On 13 July I posted a request from outside for info about Rod Stewart’s early days. Sadly the guy who asked never followed it up but David Glass has added two very interesting tales and Chris Fosbrook another – and since you’d have to trawl back through this site to come across them, I’d like to reproduce them here with (first) a couple of comments from me.
I’m pretty sure the gig they’re referring to came at Christmas 1964. In my “Here Come the 60s” booklet, I wrote, “the Rendezvous celebrated its first rhythm & blues Christmas with Long John Baldry, Rod Stewart, and folk blues artist Emmett Hennessy (“from (London’s) famous Roundhouse” – pictured below). I missed the fact that LJB didn’t turn up because I took the info from a News advert so thanks to David for that.

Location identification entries
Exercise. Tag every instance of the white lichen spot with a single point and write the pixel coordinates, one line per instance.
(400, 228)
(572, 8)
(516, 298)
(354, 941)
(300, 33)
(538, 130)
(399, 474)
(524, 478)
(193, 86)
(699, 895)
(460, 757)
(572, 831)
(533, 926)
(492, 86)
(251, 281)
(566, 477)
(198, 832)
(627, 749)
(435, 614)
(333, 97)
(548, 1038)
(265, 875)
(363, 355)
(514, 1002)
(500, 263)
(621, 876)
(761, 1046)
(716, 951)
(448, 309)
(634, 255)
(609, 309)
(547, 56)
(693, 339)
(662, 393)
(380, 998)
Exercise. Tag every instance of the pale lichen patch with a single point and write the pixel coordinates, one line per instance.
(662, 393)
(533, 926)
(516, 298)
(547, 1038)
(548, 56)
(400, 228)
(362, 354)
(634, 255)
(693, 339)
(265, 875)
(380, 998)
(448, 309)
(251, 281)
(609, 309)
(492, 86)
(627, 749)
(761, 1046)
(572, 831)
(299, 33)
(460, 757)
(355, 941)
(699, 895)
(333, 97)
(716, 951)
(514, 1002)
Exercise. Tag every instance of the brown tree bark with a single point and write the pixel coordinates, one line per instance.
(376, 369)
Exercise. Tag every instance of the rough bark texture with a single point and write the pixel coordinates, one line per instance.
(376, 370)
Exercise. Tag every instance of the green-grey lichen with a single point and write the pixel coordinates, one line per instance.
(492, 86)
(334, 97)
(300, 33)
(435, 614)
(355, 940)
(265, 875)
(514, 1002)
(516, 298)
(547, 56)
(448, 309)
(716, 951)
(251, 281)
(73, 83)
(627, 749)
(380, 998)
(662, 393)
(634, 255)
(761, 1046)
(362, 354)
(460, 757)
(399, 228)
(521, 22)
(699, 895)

Set tasks
- A) Extract from the listing, unchanged, everything from the line that contains "Exercise. Tag every instance of the green-grey" down to the last line of the listing, including both of those lines.
- B) Write what comes next in the Rod Stewart post, starting after its final sentence.
The Rod Stewart post and the listing are unrelated to each other.

Task results
- A)
Exercise. Tag every instance of the green-grey lichen with a single point and write the pixel coordinates, one line per instance.
(492, 86)
(334, 97)
(300, 33)
(435, 614)
(355, 940)
(265, 875)
(514, 1002)
(516, 298)
(547, 56)
(448, 309)
(716, 951)
(251, 281)
(73, 83)
(627, 749)
(380, 998)
(662, 393)
(634, 255)
(761, 1046)
(362, 354)
(460, 757)
(399, 228)
(521, 22)
(699, 895)

- B)
David Glass:
I saw Rod at Portsmouth’s Rendezvous Club. He sang with the Hoochie Coochie Men. Long John Baldry was meant to be there, but didn’t turn up. The guitarist had mislaid his instrument and had to borrow one from a support band (can’t remember who they were), and made some silly remark about what an inferior guitar it was. Another person on the bill was a folk singer called Emmett Hennessy
I went along with a crowd from the North End billiard hall – just along London Road. They were a somewhat macho lot, and I remember it was very wintry and Rod made a rather camp remark about the fact he was wearing a coat because it was a bit cold. The opinion of several in our group (among them might have been Dave Allen’s old school chum, the chukka-booted Peter Tilford) was that Rod Stewart was “a poof who couldn’t sing, and would never have a hit record”.
Chris Fosbrook
I remember going to the gig where Rod Stewart, who was Long John Baldry’s “featured” singer replaced him for most of the evening as LJB didn’t turn up. I remember being quite miffed at not being able to see LJB, but from what I remember Rod put on a excellent blues set and in the end I don’t think LJB was missed. Unfortunately I can’t remember who else was on the bill.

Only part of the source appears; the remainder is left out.